Text →
begin

I use /dev/urandom to generate UUIDs by reading 16 random bytes from
/dev/urandom (very much like e2fsprogs' libuuid).
As long as I serialize access to /dev/urandom, I get different values.
However, with concurrent access to /dev/urandom, I quickly get duplicate
values. libuuid uses one shared file descriptor for all threads, while
the test case below uses a file descriptor per read; it does not appear
to change anything ... duplicates appear very quickly (within seconds).
I tried on 2.4.20-27.9smp, 2.6.8-1.521smp, 2.6.9-1.6_FC2smp.
Within one process, I could easily serialize access to /dev/urandom to
avoid this problem. But I suspect the same would happen with concurrent
access from different processes, and I'd rather avoid interprocess
synchronization. Is this the expected behavior of /dev/urandom? Any
suggestions on how to get unique values?
Thanks,
Bernard
#include <pthread.h>
#include <sys/types.h>
#include <sys/stat.h>
#include <fcntl.h>
#include <unistd.h>
#include <iostream>
#include <set>
using namespace std;
static pthread_mutex_t staticMutex = PTHREAD_MUTEX_INITIALIZER;
struct Key
{
long long high;
long long low;
};
struct KeyComp
{
inline bool operator()(const Key& lhs, const Key& rhs)

end

Problems to work on →
**1)** List every header file that the test program in the /dev/urandom post includes.
**2)** Using the /dev/urandom post, answer these questions:
(a) How many random bytes are read from /dev/urandom to generate each UUID?
(b) What does libuuid use for all threads?
(c) What are the names of the two members of struct Key?
**3)** Pick up the /dev/urandom post at the point where it stops and continue it.

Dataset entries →

begin

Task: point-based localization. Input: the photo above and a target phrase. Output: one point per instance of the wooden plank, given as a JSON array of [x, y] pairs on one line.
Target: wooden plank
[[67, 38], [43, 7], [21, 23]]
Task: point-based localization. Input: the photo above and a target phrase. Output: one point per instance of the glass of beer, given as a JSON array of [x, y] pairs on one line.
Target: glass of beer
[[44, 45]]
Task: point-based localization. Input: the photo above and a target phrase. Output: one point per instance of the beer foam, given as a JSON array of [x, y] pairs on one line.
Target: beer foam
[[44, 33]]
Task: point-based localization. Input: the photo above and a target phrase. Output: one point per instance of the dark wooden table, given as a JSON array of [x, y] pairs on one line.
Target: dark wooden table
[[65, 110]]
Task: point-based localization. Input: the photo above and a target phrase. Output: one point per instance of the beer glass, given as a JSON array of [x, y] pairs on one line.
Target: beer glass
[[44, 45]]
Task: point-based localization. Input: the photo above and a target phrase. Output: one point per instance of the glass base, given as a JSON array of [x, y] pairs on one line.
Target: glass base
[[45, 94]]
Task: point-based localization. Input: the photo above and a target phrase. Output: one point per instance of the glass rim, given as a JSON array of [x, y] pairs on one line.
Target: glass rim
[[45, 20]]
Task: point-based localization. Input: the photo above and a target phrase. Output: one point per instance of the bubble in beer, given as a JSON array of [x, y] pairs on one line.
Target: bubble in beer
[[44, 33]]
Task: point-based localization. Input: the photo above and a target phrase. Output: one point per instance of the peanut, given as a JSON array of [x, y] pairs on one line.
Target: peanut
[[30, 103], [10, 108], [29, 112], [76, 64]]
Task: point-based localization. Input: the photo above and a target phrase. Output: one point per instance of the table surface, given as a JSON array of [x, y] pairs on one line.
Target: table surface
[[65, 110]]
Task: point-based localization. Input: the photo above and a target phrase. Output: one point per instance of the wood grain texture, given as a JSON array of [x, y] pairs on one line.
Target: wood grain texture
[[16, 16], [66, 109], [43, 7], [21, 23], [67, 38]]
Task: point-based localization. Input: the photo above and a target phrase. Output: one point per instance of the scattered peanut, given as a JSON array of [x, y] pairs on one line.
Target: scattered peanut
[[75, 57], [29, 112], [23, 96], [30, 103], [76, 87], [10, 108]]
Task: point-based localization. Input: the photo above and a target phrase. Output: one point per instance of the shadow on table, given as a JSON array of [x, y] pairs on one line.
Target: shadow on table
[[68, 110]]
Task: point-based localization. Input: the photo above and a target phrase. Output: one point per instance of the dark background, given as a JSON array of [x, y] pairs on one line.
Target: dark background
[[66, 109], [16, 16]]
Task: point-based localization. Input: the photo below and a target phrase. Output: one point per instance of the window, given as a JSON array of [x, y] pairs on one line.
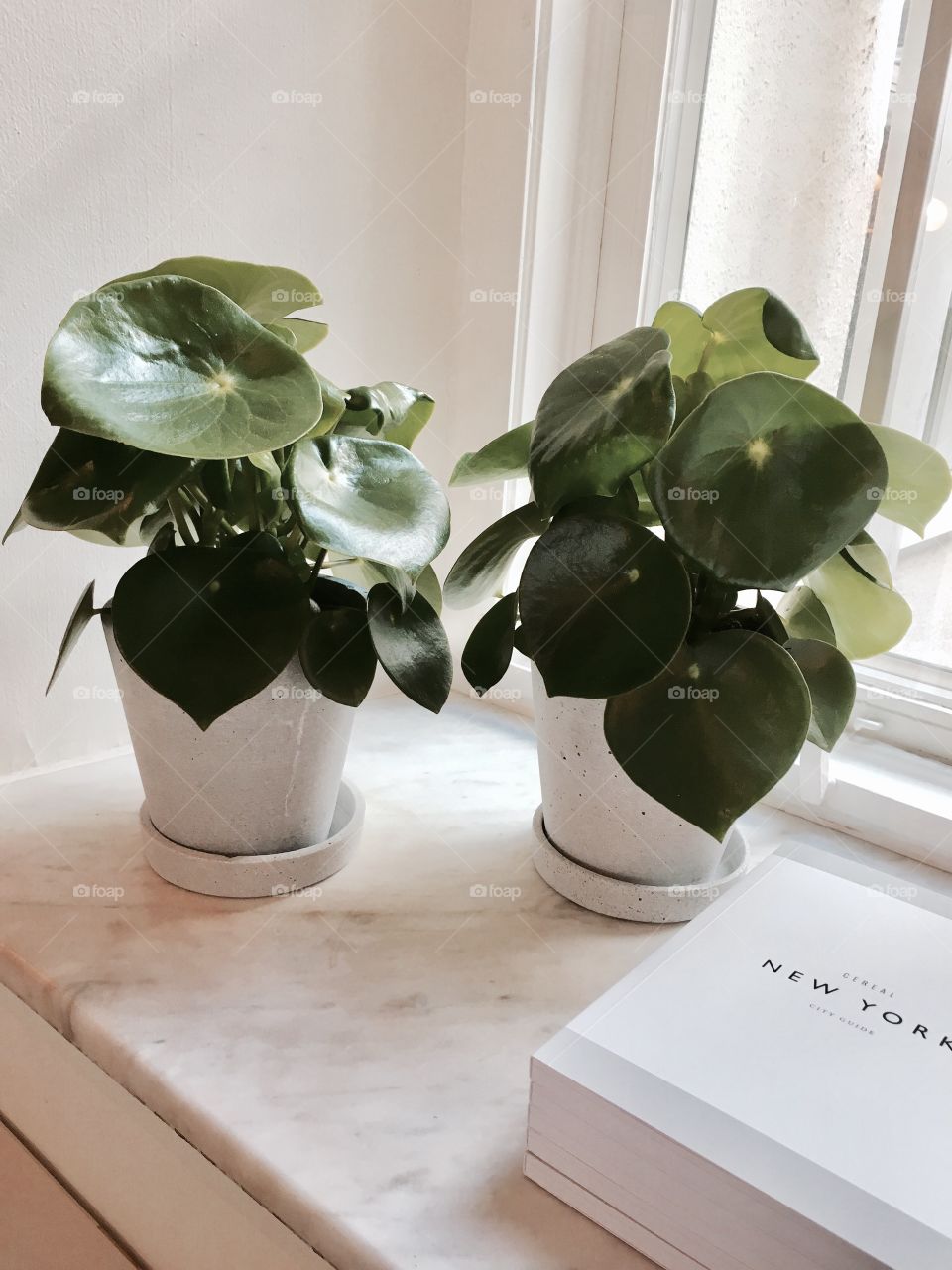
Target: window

end

Written responses →
**1)** pthread.h, sys/types.h, sys/stat.h, fcntl.h, unistd.h, iostream, set

**2)**
(a) 16 bytes.
(b) One shared file descriptor.
(c) high and low.

**3)**
{
return lhs.high < rhs.high || (lhs.high == rhs.high && lhs.low < rhs.low);
}
};
static set<Key, KeyComp> keySet;
static int keyCount;
void* threadFailed()
{
return reinterpret_cast<void*>(-1);
}
extern "C"
void* readRandom(void* d)
{
int threadId = reinterpret_cast<int>(d);
for(int i = 0; i < keyCount; ++i)
{
int fd = open("/dev/urandom", O_RDONLY);
if (fd == -1)
{
cerr << "could not open /dev/urandom" << endl;
return threadFailed();
}
int reads = 0;
size_t index = 0;
char buffer[16];
while(reads <= 20 && index != sizeof(Key))
{
ssize_t bytesRead = read(fd, buffer + index, sizeof(Key) - index);
if(bytesRead == -1)
{
if(errno != EINTR)
{
int err = errno;
cerr << "Reading /dev/urandom returned " << strerror(err) << endl;
close(fd);
return threadFailed();
}
}
else
{
index += bytesRead;
reads++;
}
}
if(index != sizeof(buffer))
{
close(fd);
cerr << "Giving up after 20 reads!" << endl;
return threadFailed();
}
close(fd);
int err = pthread_mutex_lock(&staticMutex);
if(err != 0)
{
cerr << "pthread_mutex_lock failed" << endl;
return threadFailed();
}
Key& key = reinterpret_cast<Key&>(buffer);
pair<set<Key, KeyComp>::iterator, bool> result = keySet.insert(key);
if(!result.second)
{
cerr << "******** Found duplicate!! **********" << endl;
struct AsInts
{
unsigned int x1;
unsigned int x2;
unsigned int x3;
unsigned int x4;
};
AsInts& ints = reinterpret_cast<AsInts&>(buffer);
cerr << hex << ints.x1 << "-" << ints.x2 << "-" << ints.x3 << "-" <<
ints.x4 << endl;
pthread_mutex_unlock(&staticMutex);
return threadFailed();
}
if(i > 0 && (i % 100000 == 0))
{
cout << "Thread " << threadId << ": read " << i << " keys" << endl;
}
err = pthread_mutex_unlock(&staticMutex);
if(err != 0)
{
cerr << "pthread_mutex_unlock failed" << endl;
return threadFailed();
}
}
return 0;
}
int main(int argc, char* argv[])
{
if(argc != 3)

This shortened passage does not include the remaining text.